Liban
Présidentielles-Liban: Le
confessionnalisme, le cadeau empoisonné
de la France à ses «enfants chéris
libanais»
René Naba
Photo:
D.R.
Vendredi 2 mai 2014
I – Le Président
libanais un faussaire
Le commandant en
chef d’une armée d’un pays en guerre se
doit de se porter à l’avant-garde de la
ligne de front et non de prendre la
poudre d’escampette, particulièrement
lorsque le commandement suprême est
exercé au double titre de Président de
la République et chef suprême d’une
armée d’un pays du champ de bataille,
certes le plus petit pays arabe, au
palmarès toutefois glorieux, qui
revendique fièrement l’honneur de
constituer l’ultime pays du champ de la
confrontation, en guerre ouverte avec
Israël.
Un honneur insigne
qui commande une posture digne. Un pays
artisan de glorieux faits d’armes face à
l’ennemi officiel du Monde arabe ne
saurait tolérer des généraux de
pacotille. Une posture de franc-tireur
et non de tir au flanc. De voltigeur de
pointe sur les lignes de feu et non de
planqué, à l’instar de son alter ego
sunnite l’ancien premier ministre Saad
Hariri, exfiltré à des milliers de kms
du front chez ses parrains saoudiens,
grand absent de cet événement, comme
d’ailleurs de toutes les échéances
majeures qu’a connues son pays depuis
trois ans.
Et pourtant,
incroyable mais vrai. Le président
libanais Michel Sleimane s’est révélé
être un faussaire, passible de
poursuites judiciaires en France pour
avoir falsifié un passeport français.
Pitoyable spectacle.
Bénéficiant d’une
promotion à la suite de l’assassinat de
son supérieur hiérarchique, le Général
François Hajj, qui lui a grandement
ouvert les voies du pouvoir, Michel
Sleimane avait été saisi, du temps de
son commandement de l’armée libanaise,
par une soudaine tentation de Venise,
pitoyable remake de la fuite de Varenne.
========================================
**Consignes de travail**:
**1.** Répondez à ces questions sur l'article consacré à la présidentielle libanaise :
(a) Chez qui Saad Hariri a-t-il été exfiltré ?
(b) Quel document Michel Sleimane est-il accusé d'avoir falsifié ?
(c) L'assassinat de quel supérieur hiérarchique a valu une promotion à Michel Sleimane ?
**2.** Rédigez la suite de l'article sur la présidentielle libanaise en repartant juste après sa dernière phrase.
Les items n'ont aucun rôle à jouer ici.
========================================
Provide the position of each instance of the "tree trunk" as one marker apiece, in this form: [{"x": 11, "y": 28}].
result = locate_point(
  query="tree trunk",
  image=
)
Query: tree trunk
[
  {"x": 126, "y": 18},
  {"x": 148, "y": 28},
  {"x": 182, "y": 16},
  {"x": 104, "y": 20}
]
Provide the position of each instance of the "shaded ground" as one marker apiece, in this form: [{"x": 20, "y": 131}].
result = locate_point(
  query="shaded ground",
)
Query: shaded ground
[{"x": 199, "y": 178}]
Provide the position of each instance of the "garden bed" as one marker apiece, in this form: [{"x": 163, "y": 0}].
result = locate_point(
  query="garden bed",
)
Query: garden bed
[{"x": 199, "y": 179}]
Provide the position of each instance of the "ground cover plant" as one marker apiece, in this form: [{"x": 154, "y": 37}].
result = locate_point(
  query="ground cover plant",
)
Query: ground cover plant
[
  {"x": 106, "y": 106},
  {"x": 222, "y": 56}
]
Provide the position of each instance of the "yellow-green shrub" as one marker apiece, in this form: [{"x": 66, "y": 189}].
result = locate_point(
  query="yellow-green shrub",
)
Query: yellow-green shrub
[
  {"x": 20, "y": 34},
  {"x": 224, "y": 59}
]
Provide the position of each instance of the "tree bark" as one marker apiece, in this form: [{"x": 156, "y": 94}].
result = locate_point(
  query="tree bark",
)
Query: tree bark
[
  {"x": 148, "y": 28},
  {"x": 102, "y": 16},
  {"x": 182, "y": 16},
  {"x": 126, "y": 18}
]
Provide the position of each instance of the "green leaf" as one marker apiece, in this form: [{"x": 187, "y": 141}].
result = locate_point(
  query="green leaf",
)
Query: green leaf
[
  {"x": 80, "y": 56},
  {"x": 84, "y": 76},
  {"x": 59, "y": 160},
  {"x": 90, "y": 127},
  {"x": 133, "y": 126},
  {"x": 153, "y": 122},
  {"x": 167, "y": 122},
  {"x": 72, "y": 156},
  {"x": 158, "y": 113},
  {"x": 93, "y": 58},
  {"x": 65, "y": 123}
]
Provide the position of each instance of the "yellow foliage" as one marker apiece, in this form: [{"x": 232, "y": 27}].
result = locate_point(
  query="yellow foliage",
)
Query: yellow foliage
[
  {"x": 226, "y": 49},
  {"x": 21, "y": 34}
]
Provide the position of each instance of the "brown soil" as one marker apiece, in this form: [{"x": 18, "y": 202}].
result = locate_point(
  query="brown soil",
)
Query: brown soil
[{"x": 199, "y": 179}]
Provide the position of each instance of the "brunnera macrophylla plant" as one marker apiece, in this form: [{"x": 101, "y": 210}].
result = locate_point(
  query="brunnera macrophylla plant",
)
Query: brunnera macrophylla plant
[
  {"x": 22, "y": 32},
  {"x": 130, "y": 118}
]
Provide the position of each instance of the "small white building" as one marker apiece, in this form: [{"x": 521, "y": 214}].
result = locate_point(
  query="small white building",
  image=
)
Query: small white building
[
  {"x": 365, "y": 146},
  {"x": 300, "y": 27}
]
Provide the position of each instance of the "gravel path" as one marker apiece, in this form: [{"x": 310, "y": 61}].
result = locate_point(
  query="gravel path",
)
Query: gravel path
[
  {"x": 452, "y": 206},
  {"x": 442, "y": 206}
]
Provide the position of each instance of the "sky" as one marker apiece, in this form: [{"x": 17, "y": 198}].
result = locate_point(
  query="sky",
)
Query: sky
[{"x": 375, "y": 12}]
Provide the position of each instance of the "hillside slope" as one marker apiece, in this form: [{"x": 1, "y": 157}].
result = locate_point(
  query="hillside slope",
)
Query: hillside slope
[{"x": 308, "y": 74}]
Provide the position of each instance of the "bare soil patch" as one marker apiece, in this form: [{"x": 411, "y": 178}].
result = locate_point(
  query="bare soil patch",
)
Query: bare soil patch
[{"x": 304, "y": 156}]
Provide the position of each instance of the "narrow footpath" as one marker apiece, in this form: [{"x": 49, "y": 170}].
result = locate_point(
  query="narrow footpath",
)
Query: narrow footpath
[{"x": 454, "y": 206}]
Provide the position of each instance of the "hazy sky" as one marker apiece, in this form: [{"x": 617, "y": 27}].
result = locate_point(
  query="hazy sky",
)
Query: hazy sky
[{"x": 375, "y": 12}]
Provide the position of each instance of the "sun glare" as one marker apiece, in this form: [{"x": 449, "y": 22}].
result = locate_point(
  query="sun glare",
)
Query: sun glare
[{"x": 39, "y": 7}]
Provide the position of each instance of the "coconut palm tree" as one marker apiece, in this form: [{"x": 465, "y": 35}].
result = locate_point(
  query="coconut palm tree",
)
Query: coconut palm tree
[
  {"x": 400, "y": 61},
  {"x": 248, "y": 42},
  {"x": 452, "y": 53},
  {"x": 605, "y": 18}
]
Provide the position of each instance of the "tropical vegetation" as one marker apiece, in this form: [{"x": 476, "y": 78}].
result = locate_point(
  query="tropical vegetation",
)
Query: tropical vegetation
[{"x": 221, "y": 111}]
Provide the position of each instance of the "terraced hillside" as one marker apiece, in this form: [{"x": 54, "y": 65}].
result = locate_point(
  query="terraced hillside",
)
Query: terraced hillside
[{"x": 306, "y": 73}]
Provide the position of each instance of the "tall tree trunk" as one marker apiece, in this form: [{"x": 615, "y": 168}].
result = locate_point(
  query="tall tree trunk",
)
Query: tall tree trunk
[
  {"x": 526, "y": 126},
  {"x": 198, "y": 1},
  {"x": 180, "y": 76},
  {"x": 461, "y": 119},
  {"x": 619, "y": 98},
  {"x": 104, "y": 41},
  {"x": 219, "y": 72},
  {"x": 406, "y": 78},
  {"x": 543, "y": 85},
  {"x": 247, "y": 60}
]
========================================
**Liste des réponses**:
**1.**
(a) Chez ses parrains saoudiens.
(b) Un passeport français.
(c) Le Général François Hajj.

**2.**
Toute honte bue, il
avait présenté des documents falsifiés à
l’ambassade de France à Beyrouth, pour
obtenir un passeport français à lui et à
sa famille, de même qu’à deux de ses
plus collaborateurs au sein de l’armée,
son directeur de cabinet, le général
Toufic Jizzini et Reda Moussawi.
Le journal libanais
«Al Akhbar» qui a publié cette
information mercredi 9 avril en
manchettes, en première page, indique se
fonder sur des câbles Wikileaks rendant
compte des propos de l’ambassadeur
français à l’époque Bernard Emié à son
collègue américain. Et sur des échanges
entre les autorités françaises et la
direction générale de la sureté
nationale libanaise. «La juridiction de
Pontoise est saisie. Je ne suis pas sûr
que s’il se présentait en France, il ne
serait pas interpellé», indique M. Emié,
selon ce câble.
http://www.al-akhbar.com/node/204314
L’affaire a fait
grand bruit aujourd’hui à Beyrouth, où
le journal a publié en annexe les
requêtes françaises. L’incident qui
s’est passé en 2005, a été étouffé au
prétexte que le futur président libanais
n’avait pas fait usage du document
français. Aucune indication n’a été
fournie sur les raisons qui ont poussé
le commandant de l’armée de l’époque à
recourir à ce procédé, ni sur les motifs
qui l’ont conduit à chercher à obtenir
un passeport français. L’officier en
charge du département de la sécurité à
l’époque était le général Jamil Sayyed,
qui sera inculpé l’année suivante ainsi
que trois autres officiers supérieurs
libanais dans la cadre de l’enquête sur
l’assassinat de l’ancien premier
ministre Hariri et incarcéré pendant
trois ans avant d’être relâchés faute de
preuves.
Le Point et Le
Figaro avaient brièvement mentionné cet
incident, sans donner suite à cette
affaire.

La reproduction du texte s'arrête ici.